[A run of records]
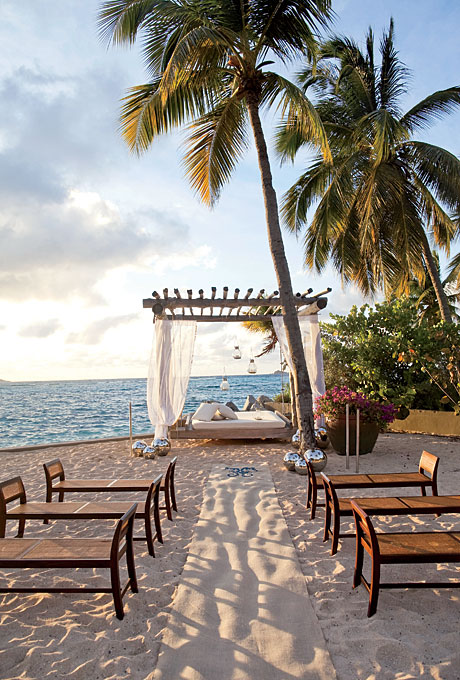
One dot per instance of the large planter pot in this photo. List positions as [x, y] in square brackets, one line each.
[368, 433]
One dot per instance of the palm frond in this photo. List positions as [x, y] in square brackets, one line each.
[215, 143]
[432, 108]
[298, 112]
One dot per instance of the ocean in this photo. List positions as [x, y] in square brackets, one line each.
[68, 410]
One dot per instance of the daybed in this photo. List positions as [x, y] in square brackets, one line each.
[246, 425]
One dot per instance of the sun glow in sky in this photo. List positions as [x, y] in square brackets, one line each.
[87, 230]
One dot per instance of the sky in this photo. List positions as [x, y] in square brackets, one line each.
[87, 229]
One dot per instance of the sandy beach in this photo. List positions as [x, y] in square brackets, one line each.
[413, 635]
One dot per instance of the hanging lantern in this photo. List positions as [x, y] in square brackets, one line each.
[236, 352]
[252, 368]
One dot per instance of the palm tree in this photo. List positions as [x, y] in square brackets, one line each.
[384, 194]
[207, 61]
[424, 297]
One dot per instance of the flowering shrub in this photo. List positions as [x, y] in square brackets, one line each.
[332, 404]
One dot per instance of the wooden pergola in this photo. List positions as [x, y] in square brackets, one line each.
[231, 308]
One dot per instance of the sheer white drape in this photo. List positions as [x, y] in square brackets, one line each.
[169, 372]
[311, 340]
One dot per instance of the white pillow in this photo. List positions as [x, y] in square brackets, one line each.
[227, 412]
[205, 412]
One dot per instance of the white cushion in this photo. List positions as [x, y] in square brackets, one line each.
[227, 412]
[205, 412]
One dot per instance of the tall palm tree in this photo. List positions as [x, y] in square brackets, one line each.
[207, 61]
[384, 195]
[424, 297]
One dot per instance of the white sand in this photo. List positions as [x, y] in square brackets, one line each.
[413, 635]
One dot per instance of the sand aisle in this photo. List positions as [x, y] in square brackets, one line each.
[242, 610]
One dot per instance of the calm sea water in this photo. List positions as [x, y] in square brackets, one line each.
[68, 410]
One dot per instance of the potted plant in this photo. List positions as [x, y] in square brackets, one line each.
[374, 416]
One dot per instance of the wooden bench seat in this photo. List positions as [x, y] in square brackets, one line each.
[75, 553]
[425, 478]
[13, 489]
[433, 547]
[55, 470]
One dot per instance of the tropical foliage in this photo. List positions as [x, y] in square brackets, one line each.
[388, 354]
[385, 193]
[334, 401]
[208, 63]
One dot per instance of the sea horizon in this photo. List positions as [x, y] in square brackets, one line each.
[49, 411]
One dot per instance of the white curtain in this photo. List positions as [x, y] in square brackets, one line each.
[311, 341]
[169, 372]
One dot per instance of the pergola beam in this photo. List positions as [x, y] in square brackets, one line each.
[172, 303]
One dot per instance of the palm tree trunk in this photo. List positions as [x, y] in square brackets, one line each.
[441, 297]
[302, 387]
[293, 406]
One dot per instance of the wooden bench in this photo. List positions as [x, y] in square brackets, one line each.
[427, 547]
[13, 490]
[55, 470]
[76, 553]
[337, 507]
[426, 477]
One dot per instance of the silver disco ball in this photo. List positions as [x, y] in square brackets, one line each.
[161, 446]
[138, 448]
[290, 459]
[301, 467]
[322, 438]
[317, 459]
[149, 452]
[295, 441]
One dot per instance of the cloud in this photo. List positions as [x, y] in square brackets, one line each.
[42, 329]
[93, 333]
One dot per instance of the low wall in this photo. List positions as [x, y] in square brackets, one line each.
[443, 423]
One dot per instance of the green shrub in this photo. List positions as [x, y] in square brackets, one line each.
[386, 352]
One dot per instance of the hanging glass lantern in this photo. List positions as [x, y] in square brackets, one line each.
[252, 368]
[236, 352]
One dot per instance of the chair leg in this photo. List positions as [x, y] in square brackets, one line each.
[168, 502]
[149, 534]
[49, 497]
[359, 557]
[173, 493]
[156, 517]
[131, 567]
[116, 589]
[374, 588]
[335, 531]
[327, 520]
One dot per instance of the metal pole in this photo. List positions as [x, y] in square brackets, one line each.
[347, 435]
[130, 428]
[357, 440]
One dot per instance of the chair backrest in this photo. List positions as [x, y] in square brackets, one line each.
[154, 490]
[123, 534]
[53, 469]
[11, 490]
[365, 532]
[429, 465]
[329, 492]
[311, 475]
[169, 476]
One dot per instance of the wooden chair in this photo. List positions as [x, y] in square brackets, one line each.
[426, 477]
[13, 489]
[55, 470]
[399, 548]
[169, 490]
[74, 553]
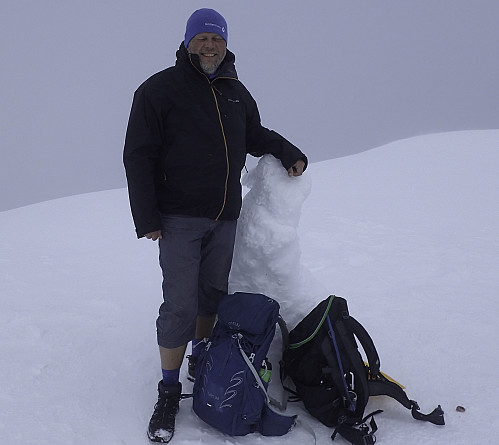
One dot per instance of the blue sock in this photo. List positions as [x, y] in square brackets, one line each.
[197, 345]
[171, 376]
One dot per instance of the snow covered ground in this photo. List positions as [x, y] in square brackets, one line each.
[408, 233]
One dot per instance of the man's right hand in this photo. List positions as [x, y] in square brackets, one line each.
[154, 235]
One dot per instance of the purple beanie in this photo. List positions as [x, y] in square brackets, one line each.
[205, 20]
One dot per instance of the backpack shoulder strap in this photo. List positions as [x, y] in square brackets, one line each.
[366, 341]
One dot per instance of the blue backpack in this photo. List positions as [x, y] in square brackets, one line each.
[232, 372]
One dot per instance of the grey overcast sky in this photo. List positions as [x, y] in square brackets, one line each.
[335, 77]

__The task__
Could you arrange the lines starting at the one containing "One dot per instance of the blue backpack" and ending at the last line of the entries as a JSON list of strings, one string per line, with blank lines left out?

__Answer to the task__
[
  "One dot per instance of the blue backpack in this photo. List positions as [x, y] in square brackets, one line each.",
  "[232, 372]",
  "One dot per instance of the grey overcast sky in this photo. List positions as [x, y] in square brackets, one line each.",
  "[335, 77]"
]